- [Excerpt]
— Begin —
Arab Wings
| IATA | ICAO | Call sign |
| - | AWS | ARAB WINGS |
- Founded: 1975; 51 years ago
- Operating bases: Amman Civil Airport
- Fleet size: 14
- Headquarters: Amman, Jordan
- Key people: Ahmad Abu Ghazaleh (CEO)
- Website: Official Website

= Arab Wings =

Jordanian airline

Arab Wings is a charter airline based in Amman, Jordan. It operates charter passenger services throughout the Middle East, Persian Gulf and parts of Europe. Its main base is Amman Civil Airport, Amman.

==History==
Arab Wings was established in 1975 as the first private jet charter operator in the Middle East. Based in Jordan, Arab wings services today include ad hoc charters, air ambulance services, aircraft management, a certified aircraft maintenance center and aircraft for special missions. Arab wings is also certified to do handling services out of all airports in Jordan. In 2010 Gulf wings, Arab wings sister company was granted its aircraft operating certificate (AOC) in the United Arab Emirates.
— End —
- [Given data]
— Begin —
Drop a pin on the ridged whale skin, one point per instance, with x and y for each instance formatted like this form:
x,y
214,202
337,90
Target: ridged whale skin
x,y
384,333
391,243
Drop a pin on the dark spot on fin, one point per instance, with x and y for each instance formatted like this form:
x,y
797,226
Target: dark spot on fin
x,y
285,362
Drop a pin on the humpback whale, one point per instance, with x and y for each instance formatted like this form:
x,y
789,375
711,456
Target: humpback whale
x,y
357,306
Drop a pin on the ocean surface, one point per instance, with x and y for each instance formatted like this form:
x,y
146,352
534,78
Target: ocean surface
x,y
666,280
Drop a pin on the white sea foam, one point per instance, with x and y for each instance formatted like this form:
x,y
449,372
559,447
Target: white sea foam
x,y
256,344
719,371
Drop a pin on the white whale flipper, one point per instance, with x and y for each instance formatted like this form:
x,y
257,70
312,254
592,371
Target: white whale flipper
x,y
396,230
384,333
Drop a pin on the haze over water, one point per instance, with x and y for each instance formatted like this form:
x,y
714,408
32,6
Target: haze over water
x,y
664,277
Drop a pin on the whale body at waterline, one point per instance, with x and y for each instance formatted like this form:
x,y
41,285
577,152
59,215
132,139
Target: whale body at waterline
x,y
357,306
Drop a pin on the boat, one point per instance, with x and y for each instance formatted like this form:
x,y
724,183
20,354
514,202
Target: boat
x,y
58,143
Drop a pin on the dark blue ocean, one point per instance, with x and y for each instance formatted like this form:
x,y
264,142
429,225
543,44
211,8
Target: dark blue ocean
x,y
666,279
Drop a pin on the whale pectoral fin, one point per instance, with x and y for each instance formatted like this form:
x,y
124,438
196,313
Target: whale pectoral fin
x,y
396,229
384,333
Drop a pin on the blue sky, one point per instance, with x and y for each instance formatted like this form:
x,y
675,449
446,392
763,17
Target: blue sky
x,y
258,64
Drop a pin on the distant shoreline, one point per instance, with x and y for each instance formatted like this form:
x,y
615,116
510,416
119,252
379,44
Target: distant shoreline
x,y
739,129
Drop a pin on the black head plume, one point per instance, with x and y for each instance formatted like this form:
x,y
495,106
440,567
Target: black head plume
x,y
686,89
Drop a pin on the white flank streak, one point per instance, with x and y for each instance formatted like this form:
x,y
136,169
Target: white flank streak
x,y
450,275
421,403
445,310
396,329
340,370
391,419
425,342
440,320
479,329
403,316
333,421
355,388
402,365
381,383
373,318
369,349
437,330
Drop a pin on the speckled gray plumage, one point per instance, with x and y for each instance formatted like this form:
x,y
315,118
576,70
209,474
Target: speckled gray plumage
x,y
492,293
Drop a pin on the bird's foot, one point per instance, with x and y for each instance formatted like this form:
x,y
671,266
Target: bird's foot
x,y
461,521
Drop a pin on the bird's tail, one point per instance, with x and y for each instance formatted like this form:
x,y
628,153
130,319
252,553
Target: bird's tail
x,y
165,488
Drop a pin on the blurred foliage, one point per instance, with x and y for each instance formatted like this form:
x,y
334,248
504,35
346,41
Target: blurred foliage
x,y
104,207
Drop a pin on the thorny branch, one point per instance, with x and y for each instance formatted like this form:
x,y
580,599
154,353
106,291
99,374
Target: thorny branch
— End —
- [Exercises]
(1) In the Arab Wings article, which country granted Gulf Wings its aircraft operating certificate in 2010?
(2) Reproduce the passage of the Arab Wings article starting at "Arab Wings is a charter" and ending at "Civil Airport, Amman.".

- [Outputs in order]
(1) The United Arab Emirates.

(2)
Arab Wings is a charter airline based in Amman, Jordan. It operates charter passenger services throughout the Middle East, Persian Gulf and parts of Europe. Its main base is Amman Civil Airport, Amman.